== Request ==
Convert the rows below into a JSON list of strings with one string for each line, leaving out any blank lines.

== Region labeling records ==
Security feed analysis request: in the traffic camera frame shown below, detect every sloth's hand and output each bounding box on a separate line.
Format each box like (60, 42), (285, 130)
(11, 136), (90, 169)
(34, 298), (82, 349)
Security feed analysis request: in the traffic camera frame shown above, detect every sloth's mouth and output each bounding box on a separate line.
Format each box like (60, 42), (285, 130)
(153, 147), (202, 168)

== Correct result ==
[
  "Security feed analysis request: in the traffic camera frame shown below, detect every sloth's hand and output each bounding box on a separate line.",
  "Format each box like (60, 42), (285, 130)",
  "(11, 136), (90, 169)",
  "(34, 298), (82, 349)",
  "Security feed analysis request: in the traffic camera frame shown above, detect every sloth's mouth and output each bounding box on a separate line.",
  "Format each box like (60, 42), (285, 130)",
  "(153, 147), (202, 168)"
]